#### Quoted passage

The U.S. latest export curbs imposed last month have dealt a significant blow to China’s semiconductor industry. The pressure of falling orders weakened revenue, and insufficient investment made the entire sector despair.

According to a South China Morning Post on November 12, among Chinese chip company executives who participated in the Semicon China summit this month, 80% believe that the industry would likely face a more challenging year in 2023, and they are also “preparing for winter” in the time ahead.    

Liu Erzhuang, CEO of Productive Technologies, said, “Next year will be relatively sluggish, whether from the global or domestic perspective, so we have to improve our product.”

Zhang Guoming, president of Shanghai-listed chip equipment maker Hwatsing Technology, revealed that Chinese chip companies have forecast and prepared for a potential downturn next year as the global semiconductor industry has turned from shortage into oversupply.

SCMP noted that China’s semiconductor market already went into recession in early March and has worsened since the Biden administration published new export restrictions in October.

The latest curb aims to hinder the Chinese Communist Party’s (CCP’s) ability to purchase and use U.S. technology for manufacturing high-end chips for military development, artificial intelligence, and supercomputers.

Under the new regulation, firms must obtain licenses from the U.S. Department of Commerce before supplying China-based chipmakers with cutting-edge U.S. manufacturing equipment.

########
#### Data section

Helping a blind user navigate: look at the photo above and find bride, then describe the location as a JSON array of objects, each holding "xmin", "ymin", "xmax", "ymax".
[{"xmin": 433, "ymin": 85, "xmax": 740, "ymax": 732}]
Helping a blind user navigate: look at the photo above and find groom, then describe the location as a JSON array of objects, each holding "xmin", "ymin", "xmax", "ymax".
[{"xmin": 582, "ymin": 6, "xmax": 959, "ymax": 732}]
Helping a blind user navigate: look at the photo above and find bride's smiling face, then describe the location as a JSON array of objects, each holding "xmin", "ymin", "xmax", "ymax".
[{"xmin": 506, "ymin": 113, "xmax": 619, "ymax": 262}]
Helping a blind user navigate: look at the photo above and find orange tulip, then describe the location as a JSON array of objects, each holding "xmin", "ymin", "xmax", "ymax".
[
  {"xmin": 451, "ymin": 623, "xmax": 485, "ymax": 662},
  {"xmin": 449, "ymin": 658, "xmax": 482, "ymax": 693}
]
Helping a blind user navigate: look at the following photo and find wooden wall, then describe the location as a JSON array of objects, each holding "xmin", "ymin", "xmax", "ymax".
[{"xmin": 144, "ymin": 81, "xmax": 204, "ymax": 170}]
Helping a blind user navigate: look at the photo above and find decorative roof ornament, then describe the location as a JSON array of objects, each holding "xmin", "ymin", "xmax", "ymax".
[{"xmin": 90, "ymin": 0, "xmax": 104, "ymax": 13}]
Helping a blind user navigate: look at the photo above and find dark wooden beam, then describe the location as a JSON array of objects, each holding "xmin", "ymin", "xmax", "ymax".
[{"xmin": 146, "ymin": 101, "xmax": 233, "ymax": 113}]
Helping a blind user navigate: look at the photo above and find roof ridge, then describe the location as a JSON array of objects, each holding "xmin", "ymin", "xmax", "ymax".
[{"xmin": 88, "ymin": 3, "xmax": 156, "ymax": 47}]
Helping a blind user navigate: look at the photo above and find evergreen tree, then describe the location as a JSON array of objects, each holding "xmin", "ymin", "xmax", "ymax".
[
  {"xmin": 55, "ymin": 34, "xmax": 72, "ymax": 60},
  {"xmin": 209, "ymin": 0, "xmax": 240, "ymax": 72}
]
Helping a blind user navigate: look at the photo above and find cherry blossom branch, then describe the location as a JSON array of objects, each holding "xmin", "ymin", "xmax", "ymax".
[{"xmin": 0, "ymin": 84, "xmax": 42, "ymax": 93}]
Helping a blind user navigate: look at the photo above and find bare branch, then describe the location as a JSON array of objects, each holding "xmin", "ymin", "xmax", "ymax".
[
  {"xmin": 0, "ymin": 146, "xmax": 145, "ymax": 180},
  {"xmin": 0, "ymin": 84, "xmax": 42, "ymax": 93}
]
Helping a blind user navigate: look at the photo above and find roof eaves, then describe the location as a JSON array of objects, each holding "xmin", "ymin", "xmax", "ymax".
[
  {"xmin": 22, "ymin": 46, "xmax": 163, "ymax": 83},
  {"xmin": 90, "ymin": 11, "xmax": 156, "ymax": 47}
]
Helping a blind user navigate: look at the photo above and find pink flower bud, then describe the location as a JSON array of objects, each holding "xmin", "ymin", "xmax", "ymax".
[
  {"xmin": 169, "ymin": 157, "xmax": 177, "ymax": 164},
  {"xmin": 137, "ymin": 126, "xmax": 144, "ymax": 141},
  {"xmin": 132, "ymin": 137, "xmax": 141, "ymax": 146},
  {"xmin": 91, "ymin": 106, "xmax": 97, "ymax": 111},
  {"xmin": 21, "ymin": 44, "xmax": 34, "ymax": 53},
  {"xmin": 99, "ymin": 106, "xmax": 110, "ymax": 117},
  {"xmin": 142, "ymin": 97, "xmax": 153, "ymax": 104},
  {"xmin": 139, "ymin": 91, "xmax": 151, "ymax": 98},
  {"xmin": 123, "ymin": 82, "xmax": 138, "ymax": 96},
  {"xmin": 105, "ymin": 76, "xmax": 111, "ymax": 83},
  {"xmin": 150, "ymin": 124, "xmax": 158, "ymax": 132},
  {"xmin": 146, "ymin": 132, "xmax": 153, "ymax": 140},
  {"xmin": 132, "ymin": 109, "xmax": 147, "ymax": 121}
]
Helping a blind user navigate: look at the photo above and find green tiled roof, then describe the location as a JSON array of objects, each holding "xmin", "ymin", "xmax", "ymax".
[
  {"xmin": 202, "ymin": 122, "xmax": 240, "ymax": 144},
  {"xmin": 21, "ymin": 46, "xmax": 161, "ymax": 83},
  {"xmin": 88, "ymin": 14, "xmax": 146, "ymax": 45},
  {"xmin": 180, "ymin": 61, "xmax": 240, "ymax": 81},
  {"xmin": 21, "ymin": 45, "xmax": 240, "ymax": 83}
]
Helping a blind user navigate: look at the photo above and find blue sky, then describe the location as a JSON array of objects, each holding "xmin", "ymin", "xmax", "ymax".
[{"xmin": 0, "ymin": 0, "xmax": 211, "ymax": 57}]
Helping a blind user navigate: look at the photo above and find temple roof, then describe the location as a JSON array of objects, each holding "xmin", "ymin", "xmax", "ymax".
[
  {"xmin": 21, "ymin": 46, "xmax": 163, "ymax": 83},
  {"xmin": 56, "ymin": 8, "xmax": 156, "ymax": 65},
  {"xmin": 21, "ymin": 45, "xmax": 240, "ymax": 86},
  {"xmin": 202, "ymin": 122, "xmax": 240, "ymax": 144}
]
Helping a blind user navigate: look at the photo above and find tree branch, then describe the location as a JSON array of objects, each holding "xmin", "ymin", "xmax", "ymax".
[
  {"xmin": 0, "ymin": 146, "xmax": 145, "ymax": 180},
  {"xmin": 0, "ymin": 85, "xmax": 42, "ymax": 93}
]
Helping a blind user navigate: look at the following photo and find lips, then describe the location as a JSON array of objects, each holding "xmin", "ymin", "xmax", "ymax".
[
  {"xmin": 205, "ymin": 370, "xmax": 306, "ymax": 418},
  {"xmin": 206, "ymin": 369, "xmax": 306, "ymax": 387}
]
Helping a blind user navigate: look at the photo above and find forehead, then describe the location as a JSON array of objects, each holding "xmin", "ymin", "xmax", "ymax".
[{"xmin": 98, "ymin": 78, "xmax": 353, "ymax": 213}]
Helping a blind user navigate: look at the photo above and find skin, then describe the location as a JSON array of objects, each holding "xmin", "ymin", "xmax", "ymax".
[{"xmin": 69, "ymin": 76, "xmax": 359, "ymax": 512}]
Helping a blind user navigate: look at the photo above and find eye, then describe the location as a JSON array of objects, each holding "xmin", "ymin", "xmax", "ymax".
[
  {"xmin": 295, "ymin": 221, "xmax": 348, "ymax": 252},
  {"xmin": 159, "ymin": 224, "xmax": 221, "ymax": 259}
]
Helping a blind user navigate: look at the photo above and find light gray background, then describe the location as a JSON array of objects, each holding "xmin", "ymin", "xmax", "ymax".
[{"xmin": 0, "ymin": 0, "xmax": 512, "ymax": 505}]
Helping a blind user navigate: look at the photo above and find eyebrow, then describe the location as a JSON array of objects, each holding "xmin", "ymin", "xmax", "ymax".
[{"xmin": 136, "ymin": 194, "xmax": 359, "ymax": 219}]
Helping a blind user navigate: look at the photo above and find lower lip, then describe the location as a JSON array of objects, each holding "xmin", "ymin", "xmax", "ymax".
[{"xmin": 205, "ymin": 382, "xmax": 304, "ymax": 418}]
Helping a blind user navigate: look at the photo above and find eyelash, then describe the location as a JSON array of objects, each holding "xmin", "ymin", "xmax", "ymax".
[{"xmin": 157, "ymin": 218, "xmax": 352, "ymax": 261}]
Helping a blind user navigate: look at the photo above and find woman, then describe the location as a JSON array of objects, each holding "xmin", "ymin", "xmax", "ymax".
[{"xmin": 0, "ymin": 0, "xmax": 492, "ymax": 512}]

########

Assignment:
Echo the full passage on China's chip industry and the U.S. export curbs word for word. Rely on the text by itself and nothing else.

Written solution:
The U.S. latest export curbs imposed last month have dealt a significant blow to China’s semiconductor industry. The pressure of falling orders weakened revenue, and insufficient investment made the entire sector despair.

According to a South China Morning Post on November 12, among Chinese chip company executives who participated in the Semicon China summit this month, 80% believe that the industry would likely face a more challenging year in 2023, and they are also “preparing for winter” in the time ahead.    

Liu Erzhuang, CEO of Productive Technologies, said, “Next year will be relatively sluggish, whether from the global or domestic perspective, so we have to improve our product.”

Zhang Guoming, president of Shanghai-listed chip equipment maker Hwatsing Technology, revealed that Chinese chip companies have forecast and prepared for a potential downturn next year as the global semiconductor industry has turned from shortage into oversupply.

SCMP noted that China’s semiconductor market already went into recession in early March and has worsened since the Biden administration published new export restrictions in October.

The latest curb aims to hinder the Chinese Communist Party’s (CCP’s) ability to purchase and use U.S. technology for manufacturing high-end chips for military development, artificial intelligence, and supercomputers.

Under the new regulation, firms must obtain licenses from the U.S. Department of Commerce before supplying China-based chipmakers with cutting-edge U.S. manufacturing equipment.